_Text:_
--

Sarah Burton1 Rajith Jayasinha Arachchige1 Garry Buchko1 Bojana Ginovska1 Larissa Harding1 Jinhui Tao1 Barbara Tarasevich1 Wendy Shaw1

1, Pacific Northwest National Laboratory, Richland, Washington, United States

Enamel is consider as one of nature’s hardest materials. It is formed extracellularly by a complex process involving multiple proteins. The most common protein present during enamel formation is amelogenin (>90%). Amelogenin’s dominance in the extracellular matrix along with a multitude of both in vivo and in vitro studies demonstrate that it can strongly influence the shape and properties of the resulting crystals. This influence is so controlled, that even single amino acid modifications in the primary structure can result in severely dysfunctional enamel. While amelogenin’s role in enamel formation is widely agreed upon, the mechanism of growth and control at a molecular level is less clear. Studies by Beniash and coworkers have proposed a growth mechanism based on cryo-EM studies which identify amelogenin dimers as a design group upon which the larger hierarchical structures are built.

--

_Extracted records:_

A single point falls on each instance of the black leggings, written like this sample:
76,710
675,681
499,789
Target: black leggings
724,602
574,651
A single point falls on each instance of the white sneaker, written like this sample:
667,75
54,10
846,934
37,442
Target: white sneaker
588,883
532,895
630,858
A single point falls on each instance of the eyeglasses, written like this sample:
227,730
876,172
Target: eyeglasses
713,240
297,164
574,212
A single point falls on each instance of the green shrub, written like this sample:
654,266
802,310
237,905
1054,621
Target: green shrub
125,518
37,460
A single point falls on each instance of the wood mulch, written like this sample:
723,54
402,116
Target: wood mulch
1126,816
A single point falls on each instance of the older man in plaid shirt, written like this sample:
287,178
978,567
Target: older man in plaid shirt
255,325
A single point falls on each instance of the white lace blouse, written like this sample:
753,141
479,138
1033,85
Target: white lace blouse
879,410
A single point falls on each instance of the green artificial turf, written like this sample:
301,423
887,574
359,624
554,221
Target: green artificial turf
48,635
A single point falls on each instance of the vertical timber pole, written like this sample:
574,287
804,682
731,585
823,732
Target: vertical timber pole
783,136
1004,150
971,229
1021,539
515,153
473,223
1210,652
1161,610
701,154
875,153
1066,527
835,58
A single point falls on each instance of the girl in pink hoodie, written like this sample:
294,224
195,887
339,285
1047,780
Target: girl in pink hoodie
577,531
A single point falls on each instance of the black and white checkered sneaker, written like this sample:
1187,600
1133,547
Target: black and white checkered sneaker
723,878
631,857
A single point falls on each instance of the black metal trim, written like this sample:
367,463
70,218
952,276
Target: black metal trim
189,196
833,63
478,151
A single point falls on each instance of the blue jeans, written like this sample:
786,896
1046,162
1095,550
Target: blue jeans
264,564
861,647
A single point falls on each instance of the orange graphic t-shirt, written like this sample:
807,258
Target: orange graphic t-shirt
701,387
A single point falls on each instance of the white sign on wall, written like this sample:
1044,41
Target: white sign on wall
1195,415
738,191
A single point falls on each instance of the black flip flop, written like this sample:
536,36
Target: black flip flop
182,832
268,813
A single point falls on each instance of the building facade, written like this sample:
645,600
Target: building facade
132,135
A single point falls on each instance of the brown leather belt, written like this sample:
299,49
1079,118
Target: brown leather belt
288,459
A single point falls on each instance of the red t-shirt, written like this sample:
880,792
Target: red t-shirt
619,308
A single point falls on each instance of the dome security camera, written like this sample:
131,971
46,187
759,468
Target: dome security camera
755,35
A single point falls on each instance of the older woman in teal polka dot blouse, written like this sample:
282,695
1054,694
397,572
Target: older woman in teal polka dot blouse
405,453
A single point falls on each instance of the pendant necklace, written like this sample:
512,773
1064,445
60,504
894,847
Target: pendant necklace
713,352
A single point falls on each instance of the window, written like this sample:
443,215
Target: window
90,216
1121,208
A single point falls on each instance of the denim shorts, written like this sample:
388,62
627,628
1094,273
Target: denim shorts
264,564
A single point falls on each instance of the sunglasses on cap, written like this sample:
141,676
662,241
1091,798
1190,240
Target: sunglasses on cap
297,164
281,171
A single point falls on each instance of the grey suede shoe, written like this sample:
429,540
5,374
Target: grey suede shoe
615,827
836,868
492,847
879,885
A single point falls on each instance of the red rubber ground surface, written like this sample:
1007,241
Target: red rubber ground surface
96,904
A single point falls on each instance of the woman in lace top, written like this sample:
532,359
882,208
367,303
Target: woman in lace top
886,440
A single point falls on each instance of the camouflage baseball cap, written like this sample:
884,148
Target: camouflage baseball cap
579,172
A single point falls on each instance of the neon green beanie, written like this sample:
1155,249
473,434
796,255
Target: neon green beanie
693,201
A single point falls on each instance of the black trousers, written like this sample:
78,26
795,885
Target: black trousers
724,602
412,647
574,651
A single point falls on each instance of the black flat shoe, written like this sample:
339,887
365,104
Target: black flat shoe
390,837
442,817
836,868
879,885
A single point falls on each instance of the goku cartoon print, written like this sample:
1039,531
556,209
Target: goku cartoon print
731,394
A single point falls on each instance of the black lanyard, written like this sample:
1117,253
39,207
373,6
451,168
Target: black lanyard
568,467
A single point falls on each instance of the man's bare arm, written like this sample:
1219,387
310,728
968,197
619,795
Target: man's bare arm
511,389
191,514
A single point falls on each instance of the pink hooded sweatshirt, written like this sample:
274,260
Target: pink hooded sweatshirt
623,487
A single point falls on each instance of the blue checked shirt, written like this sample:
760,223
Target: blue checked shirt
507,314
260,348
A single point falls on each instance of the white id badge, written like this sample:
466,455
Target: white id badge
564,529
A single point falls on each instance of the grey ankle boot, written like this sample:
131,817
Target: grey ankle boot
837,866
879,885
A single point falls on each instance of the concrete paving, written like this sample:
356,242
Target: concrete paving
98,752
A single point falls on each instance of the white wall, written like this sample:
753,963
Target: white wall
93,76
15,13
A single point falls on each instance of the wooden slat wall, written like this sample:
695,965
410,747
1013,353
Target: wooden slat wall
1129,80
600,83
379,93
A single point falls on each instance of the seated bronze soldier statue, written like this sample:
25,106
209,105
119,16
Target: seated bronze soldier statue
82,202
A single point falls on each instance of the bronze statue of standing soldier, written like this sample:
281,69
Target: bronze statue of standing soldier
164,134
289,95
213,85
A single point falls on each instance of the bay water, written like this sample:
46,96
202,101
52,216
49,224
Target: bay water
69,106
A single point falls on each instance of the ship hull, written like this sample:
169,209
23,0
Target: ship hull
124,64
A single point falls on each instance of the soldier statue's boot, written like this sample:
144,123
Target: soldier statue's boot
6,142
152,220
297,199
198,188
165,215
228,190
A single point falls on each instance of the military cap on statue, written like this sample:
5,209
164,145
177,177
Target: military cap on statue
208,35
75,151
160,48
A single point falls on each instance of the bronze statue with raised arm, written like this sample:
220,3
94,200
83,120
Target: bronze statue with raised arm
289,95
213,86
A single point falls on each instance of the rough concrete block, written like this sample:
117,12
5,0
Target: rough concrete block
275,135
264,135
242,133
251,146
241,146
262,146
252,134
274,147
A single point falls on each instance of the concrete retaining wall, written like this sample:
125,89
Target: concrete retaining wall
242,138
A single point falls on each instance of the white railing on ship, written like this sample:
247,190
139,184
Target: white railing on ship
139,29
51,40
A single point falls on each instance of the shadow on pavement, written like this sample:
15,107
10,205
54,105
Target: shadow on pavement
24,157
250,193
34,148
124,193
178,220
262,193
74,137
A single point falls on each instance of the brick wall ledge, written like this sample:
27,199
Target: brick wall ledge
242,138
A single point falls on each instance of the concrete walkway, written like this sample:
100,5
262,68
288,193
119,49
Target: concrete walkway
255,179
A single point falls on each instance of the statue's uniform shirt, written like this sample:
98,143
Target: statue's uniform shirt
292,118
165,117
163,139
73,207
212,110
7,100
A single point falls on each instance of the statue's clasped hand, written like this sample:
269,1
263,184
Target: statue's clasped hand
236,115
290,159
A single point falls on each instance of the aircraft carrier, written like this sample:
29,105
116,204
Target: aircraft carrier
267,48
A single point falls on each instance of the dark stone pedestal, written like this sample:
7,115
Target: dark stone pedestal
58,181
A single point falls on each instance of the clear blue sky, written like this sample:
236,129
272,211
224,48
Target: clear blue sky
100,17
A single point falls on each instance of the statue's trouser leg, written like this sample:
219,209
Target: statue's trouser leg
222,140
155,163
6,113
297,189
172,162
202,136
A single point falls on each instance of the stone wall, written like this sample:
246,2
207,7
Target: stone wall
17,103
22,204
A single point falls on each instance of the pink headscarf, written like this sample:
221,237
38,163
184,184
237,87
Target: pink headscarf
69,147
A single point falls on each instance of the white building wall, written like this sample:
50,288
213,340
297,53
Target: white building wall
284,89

--

_Exercises to complete:_
(A) Rewrite the paragraph of the enamel abstract that begins "Enamel is consider as one of nature’s hardest materials" in a more concise form, keeping its main facts.
(B) Carry on the enamel abstract from its final sentence.

_Numbered responses:_
(A) Enamel, one of nature's hardest materials, forms outside cells through a complex process involving multiple proteins. Amelogenin makes up more than 90% of these proteins. Its dominance in the extracellular matrix, together with many in vivo and in vitro studies, shows that it strongly influences the shape and properties of the resulting crystals. Even a single amino acid change in its primary structure can produce severely dysfunctional enamel. Although its role is widely agreed upon, its mechanism for controlling growth at the molecular level is less clear. Beniash and coworkers, drawing on cryo-EM studies, have proposed a growth mechanism in which amelogenin dimers serve as a design group for building larger hierarchical structures.

(B)
In this work, we extend the use of solid state NMR to study large biomineralization proteins a step further, to probe intermolecular interactions which dominate the proposed secondary structure of this protein. Based on the overlapping tail-to-tail interactions of amelogenin dimers in the presence of calcium phosphate deduced by the cryo-EM study, we propose that the dimer conformations are stabilized by salt bridges. We selected a specific stable isotope labeling (13C and 15N) scheme to probe this bridging interaction that fit two criteria: 1) residues that do not “scramble” excessively during biological synthesis, i.e. the biosynthetic pathway does not result in additional residues being labeled; and 2) residues that should be close enough in space to detect if salt bridges are present. Using detail 2D-solid state NMR study, we have identified a unique atomic level intermolecular interaction stabilizing amelogenin dimers. The demonstration of atomic level intermolecular interactions for a biomineralization protein bound to its biologically relevant surface is an important advancement in this field and allows us to further define mechanistic details for the formation of hard tissues such as enamel.